Stored data entries
******************************

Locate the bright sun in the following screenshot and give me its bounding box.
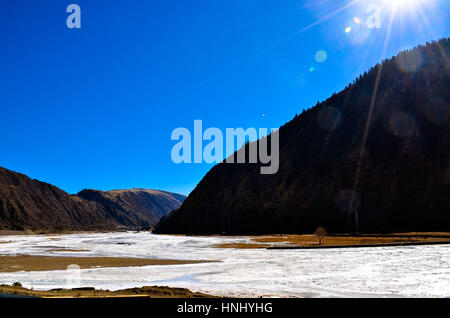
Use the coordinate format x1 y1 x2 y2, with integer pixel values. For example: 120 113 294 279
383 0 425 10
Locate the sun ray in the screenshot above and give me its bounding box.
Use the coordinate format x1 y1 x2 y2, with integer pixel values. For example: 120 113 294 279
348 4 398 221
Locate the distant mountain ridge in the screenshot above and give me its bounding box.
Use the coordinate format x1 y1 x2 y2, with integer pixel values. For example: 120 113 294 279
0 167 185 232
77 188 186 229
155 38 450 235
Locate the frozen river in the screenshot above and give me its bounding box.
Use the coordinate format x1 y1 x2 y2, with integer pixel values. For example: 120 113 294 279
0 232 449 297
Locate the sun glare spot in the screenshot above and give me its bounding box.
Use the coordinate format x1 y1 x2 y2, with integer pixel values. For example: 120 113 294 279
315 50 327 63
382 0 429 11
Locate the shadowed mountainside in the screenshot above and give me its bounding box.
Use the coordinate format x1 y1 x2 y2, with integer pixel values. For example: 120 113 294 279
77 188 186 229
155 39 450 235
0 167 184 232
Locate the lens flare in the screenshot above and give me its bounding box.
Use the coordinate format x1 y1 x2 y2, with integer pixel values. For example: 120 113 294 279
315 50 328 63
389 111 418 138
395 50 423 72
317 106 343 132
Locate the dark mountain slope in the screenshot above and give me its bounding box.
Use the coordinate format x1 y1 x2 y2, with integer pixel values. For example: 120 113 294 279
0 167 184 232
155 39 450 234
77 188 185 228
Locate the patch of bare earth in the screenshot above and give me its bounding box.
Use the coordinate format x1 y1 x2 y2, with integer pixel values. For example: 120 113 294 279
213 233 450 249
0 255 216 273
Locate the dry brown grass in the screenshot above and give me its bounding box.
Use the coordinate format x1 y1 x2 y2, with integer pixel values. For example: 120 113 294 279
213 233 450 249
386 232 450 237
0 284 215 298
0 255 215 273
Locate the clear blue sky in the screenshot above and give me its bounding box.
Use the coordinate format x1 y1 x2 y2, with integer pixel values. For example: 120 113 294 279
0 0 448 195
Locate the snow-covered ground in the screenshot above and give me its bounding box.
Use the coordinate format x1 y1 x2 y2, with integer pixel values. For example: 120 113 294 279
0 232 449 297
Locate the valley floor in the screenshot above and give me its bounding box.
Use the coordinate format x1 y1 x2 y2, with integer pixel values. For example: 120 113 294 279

******************************

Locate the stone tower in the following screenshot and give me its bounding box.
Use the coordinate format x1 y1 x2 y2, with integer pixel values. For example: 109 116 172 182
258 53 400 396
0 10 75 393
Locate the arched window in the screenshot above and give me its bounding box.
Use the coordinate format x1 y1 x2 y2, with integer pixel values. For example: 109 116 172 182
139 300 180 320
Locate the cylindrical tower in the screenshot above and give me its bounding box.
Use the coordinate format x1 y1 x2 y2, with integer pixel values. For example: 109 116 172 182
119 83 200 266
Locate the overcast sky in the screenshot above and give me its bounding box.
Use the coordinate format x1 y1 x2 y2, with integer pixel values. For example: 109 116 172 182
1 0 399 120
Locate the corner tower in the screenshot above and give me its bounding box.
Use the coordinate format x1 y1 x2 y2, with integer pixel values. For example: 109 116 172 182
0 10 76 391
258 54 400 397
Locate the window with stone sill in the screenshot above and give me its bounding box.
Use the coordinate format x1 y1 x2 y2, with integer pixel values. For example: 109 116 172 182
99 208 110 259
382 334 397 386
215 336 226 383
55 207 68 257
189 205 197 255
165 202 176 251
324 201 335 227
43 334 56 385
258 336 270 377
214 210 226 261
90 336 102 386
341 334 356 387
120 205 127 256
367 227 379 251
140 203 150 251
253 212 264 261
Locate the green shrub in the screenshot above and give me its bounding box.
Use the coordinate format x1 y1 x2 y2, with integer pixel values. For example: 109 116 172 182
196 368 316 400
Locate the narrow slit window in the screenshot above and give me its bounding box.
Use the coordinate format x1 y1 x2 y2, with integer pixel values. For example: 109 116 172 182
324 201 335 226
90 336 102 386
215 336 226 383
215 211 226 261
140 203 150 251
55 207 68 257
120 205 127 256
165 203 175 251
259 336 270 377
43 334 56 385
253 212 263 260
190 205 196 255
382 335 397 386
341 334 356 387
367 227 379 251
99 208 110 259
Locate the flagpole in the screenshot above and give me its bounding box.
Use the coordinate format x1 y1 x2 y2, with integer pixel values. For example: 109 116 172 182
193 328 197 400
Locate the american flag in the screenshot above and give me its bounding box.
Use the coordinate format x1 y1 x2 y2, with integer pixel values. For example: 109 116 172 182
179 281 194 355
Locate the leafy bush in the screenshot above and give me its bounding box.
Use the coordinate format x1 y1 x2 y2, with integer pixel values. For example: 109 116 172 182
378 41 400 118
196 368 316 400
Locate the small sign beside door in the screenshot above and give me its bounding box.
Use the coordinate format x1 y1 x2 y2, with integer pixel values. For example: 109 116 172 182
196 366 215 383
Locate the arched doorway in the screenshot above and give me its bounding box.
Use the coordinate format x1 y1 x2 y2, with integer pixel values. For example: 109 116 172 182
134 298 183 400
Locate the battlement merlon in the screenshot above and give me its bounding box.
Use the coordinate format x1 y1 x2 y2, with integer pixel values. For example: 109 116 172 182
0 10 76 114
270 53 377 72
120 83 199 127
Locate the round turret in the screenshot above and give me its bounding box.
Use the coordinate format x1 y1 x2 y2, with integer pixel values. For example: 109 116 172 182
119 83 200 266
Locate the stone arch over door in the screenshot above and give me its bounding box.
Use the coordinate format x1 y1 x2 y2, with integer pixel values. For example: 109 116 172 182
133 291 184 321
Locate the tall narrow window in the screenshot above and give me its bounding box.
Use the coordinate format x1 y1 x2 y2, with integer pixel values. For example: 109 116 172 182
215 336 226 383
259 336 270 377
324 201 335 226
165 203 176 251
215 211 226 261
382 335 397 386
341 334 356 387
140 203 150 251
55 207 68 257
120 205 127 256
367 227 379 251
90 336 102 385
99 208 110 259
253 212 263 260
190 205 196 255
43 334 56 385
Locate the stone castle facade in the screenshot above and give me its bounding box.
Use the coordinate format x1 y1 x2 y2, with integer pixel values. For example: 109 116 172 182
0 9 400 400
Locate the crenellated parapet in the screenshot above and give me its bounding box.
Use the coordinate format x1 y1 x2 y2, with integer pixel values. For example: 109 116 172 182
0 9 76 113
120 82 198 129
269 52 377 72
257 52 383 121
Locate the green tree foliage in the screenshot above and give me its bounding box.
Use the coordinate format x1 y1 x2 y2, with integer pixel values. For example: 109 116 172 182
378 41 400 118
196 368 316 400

******************************

Print from the line containing "Locate the bright" through the line containing "Locate the frozen" in the data above, exactly as the lines stand, and omit every picture.

● **Finished task**:
Locate the bright sun in the following screenshot and give me its bounding box.
Use the coordinate format x1 y1 x2 y2, with integer pixel values. For example: 120 113 294 279
383 0 425 10
Locate the sun ray in the screenshot above and give me its bounding box.
Use the coordinate format x1 y1 x2 y2, with integer pixel values. For example: 120 113 294 279
348 4 398 221
Locate the distant mountain ridge in the screenshot above and give me its bounding box.
Use the coordinate format x1 y1 x2 y2, with integer pixel values. For example: 120 113 294 279
0 167 185 232
77 188 186 229
155 38 450 235
Locate the frozen river in the screenshot above and give me its bounding box.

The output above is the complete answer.